■ WHAT IS NEEDED:
Nothing but the exact lines from the one containing "Would you mind marking the thin" through the last line of the records below belongs in your answer.

[Stored data entries]

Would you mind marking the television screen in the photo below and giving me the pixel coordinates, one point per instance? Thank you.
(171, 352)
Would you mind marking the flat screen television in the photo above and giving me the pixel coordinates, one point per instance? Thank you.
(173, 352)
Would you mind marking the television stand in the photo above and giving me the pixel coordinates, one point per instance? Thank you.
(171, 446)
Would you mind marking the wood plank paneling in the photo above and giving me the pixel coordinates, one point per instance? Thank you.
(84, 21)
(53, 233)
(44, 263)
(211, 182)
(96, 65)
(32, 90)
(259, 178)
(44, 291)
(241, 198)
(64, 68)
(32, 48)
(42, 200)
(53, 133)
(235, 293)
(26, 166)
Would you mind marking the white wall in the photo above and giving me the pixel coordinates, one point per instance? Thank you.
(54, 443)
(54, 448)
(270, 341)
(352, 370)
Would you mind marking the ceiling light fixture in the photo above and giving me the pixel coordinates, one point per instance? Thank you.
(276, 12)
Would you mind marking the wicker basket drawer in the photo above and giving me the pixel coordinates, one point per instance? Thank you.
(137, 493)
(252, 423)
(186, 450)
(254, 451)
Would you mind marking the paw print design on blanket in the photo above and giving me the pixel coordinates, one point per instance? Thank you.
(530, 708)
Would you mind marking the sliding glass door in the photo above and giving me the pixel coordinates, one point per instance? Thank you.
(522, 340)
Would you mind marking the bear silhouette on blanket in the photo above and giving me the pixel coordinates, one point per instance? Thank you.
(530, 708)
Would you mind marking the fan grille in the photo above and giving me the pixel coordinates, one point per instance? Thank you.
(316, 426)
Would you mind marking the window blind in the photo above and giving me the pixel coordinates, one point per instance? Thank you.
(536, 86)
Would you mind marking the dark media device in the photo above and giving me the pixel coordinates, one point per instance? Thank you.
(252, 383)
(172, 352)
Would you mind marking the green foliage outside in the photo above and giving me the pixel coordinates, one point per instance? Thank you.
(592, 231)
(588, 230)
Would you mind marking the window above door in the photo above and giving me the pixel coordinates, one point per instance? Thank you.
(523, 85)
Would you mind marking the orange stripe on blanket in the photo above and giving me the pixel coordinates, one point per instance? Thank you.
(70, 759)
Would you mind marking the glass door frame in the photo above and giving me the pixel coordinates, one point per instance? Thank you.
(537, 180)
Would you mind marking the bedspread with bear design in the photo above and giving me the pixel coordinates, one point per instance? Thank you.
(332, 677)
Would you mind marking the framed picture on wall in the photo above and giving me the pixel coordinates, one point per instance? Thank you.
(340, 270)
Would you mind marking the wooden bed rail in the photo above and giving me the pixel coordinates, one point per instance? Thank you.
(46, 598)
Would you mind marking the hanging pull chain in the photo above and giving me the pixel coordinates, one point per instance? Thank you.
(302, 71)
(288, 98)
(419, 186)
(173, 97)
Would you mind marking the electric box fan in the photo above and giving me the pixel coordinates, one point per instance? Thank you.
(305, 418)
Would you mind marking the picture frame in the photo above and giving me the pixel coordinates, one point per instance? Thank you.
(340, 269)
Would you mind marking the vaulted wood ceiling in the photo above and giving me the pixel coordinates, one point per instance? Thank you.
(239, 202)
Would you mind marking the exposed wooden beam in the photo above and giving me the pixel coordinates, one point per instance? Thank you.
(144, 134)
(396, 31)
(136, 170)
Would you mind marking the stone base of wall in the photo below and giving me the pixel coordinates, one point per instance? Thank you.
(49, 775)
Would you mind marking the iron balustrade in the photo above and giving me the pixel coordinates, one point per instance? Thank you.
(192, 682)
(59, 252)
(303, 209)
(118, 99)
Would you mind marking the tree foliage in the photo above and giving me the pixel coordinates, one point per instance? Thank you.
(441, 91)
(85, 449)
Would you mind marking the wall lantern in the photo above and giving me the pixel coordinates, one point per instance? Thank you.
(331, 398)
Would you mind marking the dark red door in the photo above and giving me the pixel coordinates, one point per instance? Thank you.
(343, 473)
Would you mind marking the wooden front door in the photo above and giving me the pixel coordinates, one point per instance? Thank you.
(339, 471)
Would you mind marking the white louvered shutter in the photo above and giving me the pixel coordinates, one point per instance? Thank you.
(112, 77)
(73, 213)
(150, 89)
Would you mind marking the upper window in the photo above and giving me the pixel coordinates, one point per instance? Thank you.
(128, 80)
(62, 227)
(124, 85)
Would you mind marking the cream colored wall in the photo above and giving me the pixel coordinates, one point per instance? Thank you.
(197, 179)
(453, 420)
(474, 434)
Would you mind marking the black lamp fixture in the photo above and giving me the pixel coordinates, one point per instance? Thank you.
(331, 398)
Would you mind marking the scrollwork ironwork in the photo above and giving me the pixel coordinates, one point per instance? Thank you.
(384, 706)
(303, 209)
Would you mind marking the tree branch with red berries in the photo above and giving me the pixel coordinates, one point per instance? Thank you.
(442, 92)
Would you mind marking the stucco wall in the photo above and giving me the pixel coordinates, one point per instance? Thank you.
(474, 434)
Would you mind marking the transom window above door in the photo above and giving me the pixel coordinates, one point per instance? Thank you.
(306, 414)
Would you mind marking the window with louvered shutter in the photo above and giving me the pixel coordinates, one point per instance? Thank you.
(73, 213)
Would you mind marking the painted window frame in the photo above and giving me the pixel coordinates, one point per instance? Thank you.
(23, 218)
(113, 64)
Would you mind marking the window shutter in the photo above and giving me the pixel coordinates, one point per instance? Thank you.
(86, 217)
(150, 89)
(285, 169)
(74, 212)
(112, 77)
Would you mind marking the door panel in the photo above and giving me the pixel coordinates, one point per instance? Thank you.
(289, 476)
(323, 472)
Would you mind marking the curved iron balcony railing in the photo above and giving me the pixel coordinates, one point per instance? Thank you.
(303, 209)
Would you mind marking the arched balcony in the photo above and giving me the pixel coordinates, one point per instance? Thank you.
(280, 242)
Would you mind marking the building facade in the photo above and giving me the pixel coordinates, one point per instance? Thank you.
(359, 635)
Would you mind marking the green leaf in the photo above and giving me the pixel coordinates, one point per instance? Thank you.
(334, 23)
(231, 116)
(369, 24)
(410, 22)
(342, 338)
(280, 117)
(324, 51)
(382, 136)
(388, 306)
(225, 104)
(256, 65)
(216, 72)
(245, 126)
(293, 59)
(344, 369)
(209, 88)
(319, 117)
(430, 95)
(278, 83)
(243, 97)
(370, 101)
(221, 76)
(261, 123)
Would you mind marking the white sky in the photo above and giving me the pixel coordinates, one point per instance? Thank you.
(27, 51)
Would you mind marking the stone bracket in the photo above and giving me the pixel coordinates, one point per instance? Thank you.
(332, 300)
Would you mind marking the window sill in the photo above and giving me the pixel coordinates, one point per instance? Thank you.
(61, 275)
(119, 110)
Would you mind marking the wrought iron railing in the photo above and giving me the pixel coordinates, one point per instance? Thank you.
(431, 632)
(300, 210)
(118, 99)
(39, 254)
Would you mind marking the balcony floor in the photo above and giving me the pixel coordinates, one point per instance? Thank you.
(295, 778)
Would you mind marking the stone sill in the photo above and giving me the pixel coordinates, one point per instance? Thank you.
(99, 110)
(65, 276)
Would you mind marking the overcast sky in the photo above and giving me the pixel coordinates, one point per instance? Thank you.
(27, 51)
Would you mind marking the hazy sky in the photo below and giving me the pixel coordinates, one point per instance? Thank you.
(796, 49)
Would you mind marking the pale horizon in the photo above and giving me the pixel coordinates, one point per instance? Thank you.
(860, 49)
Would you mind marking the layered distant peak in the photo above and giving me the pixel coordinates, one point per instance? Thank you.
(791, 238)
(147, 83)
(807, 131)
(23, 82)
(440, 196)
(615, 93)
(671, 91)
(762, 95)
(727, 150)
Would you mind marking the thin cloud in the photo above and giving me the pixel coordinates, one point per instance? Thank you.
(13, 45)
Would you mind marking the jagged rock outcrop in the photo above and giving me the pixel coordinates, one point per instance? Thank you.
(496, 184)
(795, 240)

■ EXERCISE RESPONSE:
Would you mind marking the thin cloud in the photo above and giving me the pixel coordinates, one point per instance? Thank you.
(13, 45)
Would you mind marking the jagged rock outcrop in the photo above and giving me the pixel coordinates, one point per instance? Thank you.
(496, 184)
(795, 240)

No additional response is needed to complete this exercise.